Could you reproduce every record below exactly, excluding all pictures?

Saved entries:
= Beginning of Section =

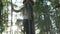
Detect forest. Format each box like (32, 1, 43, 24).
(0, 0, 60, 34)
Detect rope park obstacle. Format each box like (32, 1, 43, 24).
(11, 0, 35, 34)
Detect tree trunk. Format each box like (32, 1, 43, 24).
(23, 0, 35, 34)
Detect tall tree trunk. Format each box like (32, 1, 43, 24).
(23, 0, 35, 34)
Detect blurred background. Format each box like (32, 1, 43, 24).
(0, 0, 60, 34)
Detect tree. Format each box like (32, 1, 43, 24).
(23, 0, 35, 34)
(34, 0, 60, 34)
(10, 0, 35, 34)
(0, 0, 4, 34)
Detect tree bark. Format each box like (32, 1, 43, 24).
(23, 0, 35, 34)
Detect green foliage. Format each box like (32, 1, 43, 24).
(34, 0, 58, 34)
(0, 0, 4, 33)
(1, 0, 60, 34)
(0, 0, 3, 10)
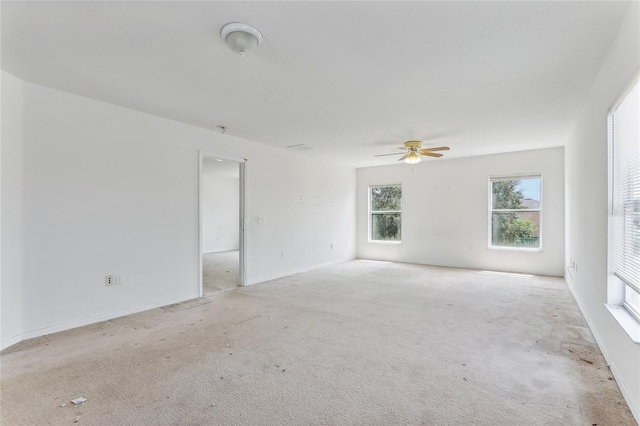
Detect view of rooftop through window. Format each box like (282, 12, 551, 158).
(519, 178, 541, 205)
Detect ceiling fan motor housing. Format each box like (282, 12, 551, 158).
(404, 141, 422, 150)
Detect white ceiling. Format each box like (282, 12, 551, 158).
(1, 1, 631, 168)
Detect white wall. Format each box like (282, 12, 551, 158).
(564, 2, 639, 421)
(247, 151, 356, 283)
(1, 72, 25, 348)
(357, 147, 565, 276)
(1, 73, 356, 349)
(202, 161, 239, 253)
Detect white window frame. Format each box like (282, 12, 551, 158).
(624, 286, 640, 322)
(369, 184, 402, 244)
(488, 174, 543, 252)
(607, 72, 640, 343)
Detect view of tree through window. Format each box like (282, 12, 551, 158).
(490, 177, 541, 249)
(370, 185, 401, 241)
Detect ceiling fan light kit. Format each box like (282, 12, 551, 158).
(405, 151, 422, 164)
(221, 22, 263, 56)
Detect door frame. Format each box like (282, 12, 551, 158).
(198, 150, 247, 296)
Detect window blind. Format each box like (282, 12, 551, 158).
(612, 80, 640, 294)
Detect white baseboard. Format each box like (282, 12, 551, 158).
(1, 334, 24, 352)
(246, 257, 354, 286)
(2, 293, 198, 351)
(202, 248, 239, 254)
(293, 258, 351, 275)
(564, 274, 640, 424)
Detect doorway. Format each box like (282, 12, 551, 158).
(199, 152, 246, 297)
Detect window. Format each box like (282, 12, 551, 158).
(489, 176, 541, 250)
(370, 185, 401, 242)
(610, 77, 640, 323)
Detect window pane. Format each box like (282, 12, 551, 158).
(492, 178, 540, 210)
(372, 213, 401, 241)
(624, 286, 640, 320)
(491, 212, 540, 248)
(371, 186, 401, 211)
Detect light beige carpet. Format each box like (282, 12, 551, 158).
(202, 250, 239, 295)
(1, 260, 635, 425)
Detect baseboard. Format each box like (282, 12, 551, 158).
(292, 258, 351, 275)
(564, 274, 640, 424)
(1, 333, 24, 352)
(5, 293, 198, 350)
(202, 249, 238, 254)
(246, 257, 354, 286)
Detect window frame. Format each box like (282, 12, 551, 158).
(488, 174, 543, 252)
(607, 72, 640, 342)
(623, 285, 640, 323)
(368, 184, 402, 244)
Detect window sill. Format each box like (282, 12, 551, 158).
(368, 240, 402, 245)
(488, 245, 542, 253)
(605, 304, 640, 344)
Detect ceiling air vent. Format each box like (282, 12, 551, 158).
(286, 144, 313, 151)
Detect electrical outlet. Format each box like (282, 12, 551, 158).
(115, 274, 123, 285)
(281, 251, 285, 258)
(105, 275, 114, 286)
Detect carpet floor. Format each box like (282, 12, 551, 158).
(1, 260, 635, 425)
(203, 250, 239, 296)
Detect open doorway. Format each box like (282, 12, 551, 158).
(199, 152, 246, 296)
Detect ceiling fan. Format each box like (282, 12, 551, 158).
(375, 141, 450, 164)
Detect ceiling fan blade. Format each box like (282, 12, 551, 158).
(421, 152, 443, 158)
(398, 154, 409, 162)
(421, 146, 450, 152)
(374, 152, 403, 157)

= End of Section =

**Problem solution**
Detect forest. Format each box like (32, 1, 43, 24).
(0, 0, 60, 34)
Detect rope park obstacle. Format each box like (32, 1, 43, 24).
(11, 0, 35, 34)
Detect tree trunk. Format each box like (32, 1, 43, 24).
(23, 0, 35, 34)
Detect tall tree trunk. Format each box like (32, 1, 43, 24).
(23, 0, 35, 34)
Detect blurred background. Format each box like (32, 1, 43, 24).
(0, 0, 60, 34)
Detect tree. Format each box like (32, 1, 43, 24).
(23, 0, 35, 34)
(34, 0, 60, 34)
(10, 0, 35, 34)
(0, 0, 4, 34)
Detect tree bark. Format each box like (32, 1, 43, 24).
(23, 0, 35, 34)
Detect green foliage. Format each box like (32, 1, 43, 24).
(34, 0, 58, 34)
(0, 0, 4, 33)
(1, 0, 60, 34)
(0, 0, 3, 10)
Detect view of rooftop through window. Format each box like (282, 12, 551, 158).
(519, 178, 541, 205)
Detect ceiling fan motor housing. Format each box like (282, 12, 551, 158).
(404, 141, 422, 150)
Detect white ceiling. Format each box like (282, 12, 551, 158).
(1, 1, 631, 168)
Detect white wall. Format each box like (282, 12, 551, 158).
(564, 2, 639, 421)
(247, 151, 356, 283)
(1, 72, 25, 348)
(357, 147, 565, 276)
(1, 73, 356, 349)
(202, 161, 239, 253)
Detect white window frame. Format each box like (282, 12, 551, 158).
(624, 286, 640, 322)
(369, 184, 402, 244)
(488, 174, 543, 252)
(607, 72, 640, 343)
Detect view of tree through window. Format each box like (282, 12, 551, 158).
(490, 177, 541, 249)
(370, 185, 401, 241)
Detect ceiling fan light kit. Format each box like (282, 12, 551, 158).
(405, 151, 422, 164)
(221, 22, 263, 56)
Detect door frame. Format each box like (282, 12, 551, 158).
(198, 150, 247, 296)
Detect window blind. Format each box like (282, 12, 551, 158).
(612, 80, 640, 294)
Detect white baseboard. Format each box like (282, 12, 551, 158).
(1, 334, 24, 352)
(246, 257, 354, 286)
(2, 293, 198, 351)
(202, 248, 239, 254)
(293, 258, 351, 275)
(564, 274, 640, 424)
Detect doorway. Format each box like (282, 12, 551, 158).
(199, 152, 246, 297)
Detect window. Format each box like (282, 12, 551, 158).
(489, 176, 541, 250)
(370, 185, 401, 242)
(610, 77, 640, 323)
Detect window pane. Format each box like (282, 12, 551, 158).
(492, 178, 540, 210)
(372, 213, 401, 241)
(624, 286, 640, 320)
(491, 212, 540, 248)
(371, 186, 401, 211)
Detect light beige carpet. Format each box like (282, 12, 551, 158).
(202, 250, 239, 295)
(1, 260, 635, 425)
Detect baseboard. Format each box like (282, 12, 551, 158).
(292, 258, 351, 275)
(564, 274, 640, 424)
(1, 333, 24, 352)
(5, 293, 198, 350)
(202, 249, 238, 254)
(246, 257, 354, 286)
Detect window frame. Format each box like (282, 12, 551, 158).
(488, 174, 543, 252)
(607, 72, 640, 342)
(623, 285, 640, 323)
(368, 184, 402, 244)
Detect window sill. Format each box like (282, 12, 551, 158).
(368, 240, 402, 245)
(488, 245, 542, 253)
(605, 304, 640, 344)
Detect ceiling air vent. Format each box like (282, 12, 551, 158).
(286, 144, 313, 151)
Detect electrical outlet. Format each box like (282, 12, 551, 158).
(115, 274, 123, 285)
(281, 251, 285, 258)
(105, 275, 114, 286)
Detect carpet floor. Format each box like (282, 12, 551, 158).
(1, 260, 635, 425)
(203, 250, 239, 296)
Detect open doorway. Format each box like (282, 12, 551, 158).
(199, 152, 246, 296)
Detect ceiling fan. Format each box like (282, 12, 551, 158).
(375, 141, 450, 164)
Detect ceiling fan blade. Format each box like (282, 12, 551, 158).
(421, 152, 443, 158)
(398, 154, 409, 162)
(421, 146, 450, 152)
(374, 152, 403, 157)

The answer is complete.